Images for object localization:
────────────────

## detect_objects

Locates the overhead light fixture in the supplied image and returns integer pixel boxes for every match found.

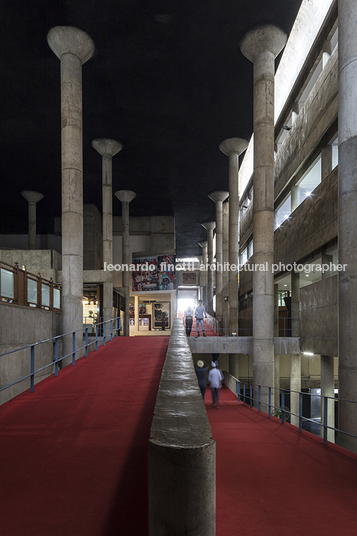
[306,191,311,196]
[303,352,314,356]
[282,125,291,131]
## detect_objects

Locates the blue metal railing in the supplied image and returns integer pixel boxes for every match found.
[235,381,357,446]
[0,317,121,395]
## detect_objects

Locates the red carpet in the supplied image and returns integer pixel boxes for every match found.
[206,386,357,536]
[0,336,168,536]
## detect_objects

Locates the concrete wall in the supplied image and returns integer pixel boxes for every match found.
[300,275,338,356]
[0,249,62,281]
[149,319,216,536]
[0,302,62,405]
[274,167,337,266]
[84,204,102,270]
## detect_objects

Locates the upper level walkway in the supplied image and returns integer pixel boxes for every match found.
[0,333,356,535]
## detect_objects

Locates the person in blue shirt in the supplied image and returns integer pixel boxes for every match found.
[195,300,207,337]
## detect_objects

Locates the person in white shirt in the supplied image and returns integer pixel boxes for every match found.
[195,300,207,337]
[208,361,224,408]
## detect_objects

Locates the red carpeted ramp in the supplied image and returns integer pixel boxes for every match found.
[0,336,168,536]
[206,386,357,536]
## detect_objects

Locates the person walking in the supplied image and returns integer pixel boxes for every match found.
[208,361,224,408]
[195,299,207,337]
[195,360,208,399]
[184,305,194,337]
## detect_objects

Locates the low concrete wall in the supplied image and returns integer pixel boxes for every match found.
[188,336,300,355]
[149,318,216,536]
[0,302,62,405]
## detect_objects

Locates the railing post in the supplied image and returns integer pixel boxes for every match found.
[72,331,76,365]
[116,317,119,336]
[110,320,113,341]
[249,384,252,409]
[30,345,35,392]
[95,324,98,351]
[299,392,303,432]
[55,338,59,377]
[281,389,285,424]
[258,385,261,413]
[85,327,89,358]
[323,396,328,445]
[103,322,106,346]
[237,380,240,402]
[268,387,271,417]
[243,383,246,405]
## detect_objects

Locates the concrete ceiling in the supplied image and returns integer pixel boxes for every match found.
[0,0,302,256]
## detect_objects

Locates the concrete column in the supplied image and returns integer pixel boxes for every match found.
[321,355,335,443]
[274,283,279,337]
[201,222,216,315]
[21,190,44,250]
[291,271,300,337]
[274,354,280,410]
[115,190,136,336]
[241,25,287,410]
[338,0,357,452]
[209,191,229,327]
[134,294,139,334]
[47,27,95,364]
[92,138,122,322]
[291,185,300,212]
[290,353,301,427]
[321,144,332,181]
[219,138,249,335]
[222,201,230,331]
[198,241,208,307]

────────────────

■ EXERCISE DESCRIPTION
Set down all of the entries exactly as they appear, but keep the images out.

■ ANSWER
## detect_objects

Locates the overhead light fixture in the supplied image and returns integer pixel boxes for every match found.

[306,191,311,196]
[303,352,314,356]
[282,125,291,131]
## detect_objects

Locates the blue metal railing in the supplied image and returns integer pixel boxes for every match found.
[235,381,357,446]
[0,317,121,395]
## detect_objects

Locates the red carpet in the supplied image and returns integer pixel boxes for every match found.
[206,386,357,536]
[0,336,168,536]
## detect_objects

Locates the concrete wall in the supplied image and returns integer pixel boxes for every match found.
[300,275,338,356]
[0,249,62,281]
[149,319,216,536]
[0,302,62,405]
[274,167,337,266]
[84,204,102,270]
## detect_objects

Locates the upper level walkway in the supplied image and returns integer pixel boxes for every match found.
[0,333,356,535]
## detect_objects

Locates the person in blue shirt in the supplied image and returns integer pixel boxes for every match found.
[195,300,207,337]
## detect_objects

Locates the person in white shirt in the supplied image and returns integer pixel boxes for every match found.
[195,300,207,337]
[208,361,224,408]
## detect_objects

Locates the red carpeted ramp in the supplied image and returns integer pixel boxes for every match found.
[0,336,168,536]
[206,386,357,536]
## detect_objects

Locates the person walking in the supplied image and returns integer pixel boxes for every match found.
[208,361,224,408]
[195,299,207,337]
[195,360,208,399]
[184,305,194,337]
## detect_objects

Locates the low concrete wall in the supplied image and returns integer pixel boxes for every match found.
[188,336,300,355]
[149,318,216,536]
[0,302,62,405]
## detect_objects

Locates the railing post in the supplied image and returns integer pixel boxes for every match found.
[72,331,76,365]
[116,317,119,336]
[110,320,113,341]
[249,384,252,409]
[30,345,35,392]
[95,324,98,351]
[299,392,303,432]
[55,338,59,377]
[281,389,285,424]
[258,385,261,413]
[85,327,89,358]
[323,396,328,445]
[103,322,106,346]
[237,380,240,402]
[268,387,271,417]
[243,383,246,405]
## detect_objects

Locates the concrete ceiling in the supplied image and returns integer pixel boxes for every match found.
[0,0,302,256]
## detect_objects

Locates the concrete column in the supplied image and returns integer pixel boxes for every match found.
[321,355,335,443]
[274,283,279,337]
[201,222,216,315]
[21,190,44,250]
[291,271,300,337]
[274,354,280,410]
[115,190,136,336]
[241,25,287,410]
[338,0,357,452]
[209,191,229,327]
[134,294,139,334]
[47,27,95,364]
[92,138,122,322]
[291,185,300,212]
[290,353,301,427]
[321,144,332,181]
[219,138,249,335]
[222,201,230,331]
[198,241,208,307]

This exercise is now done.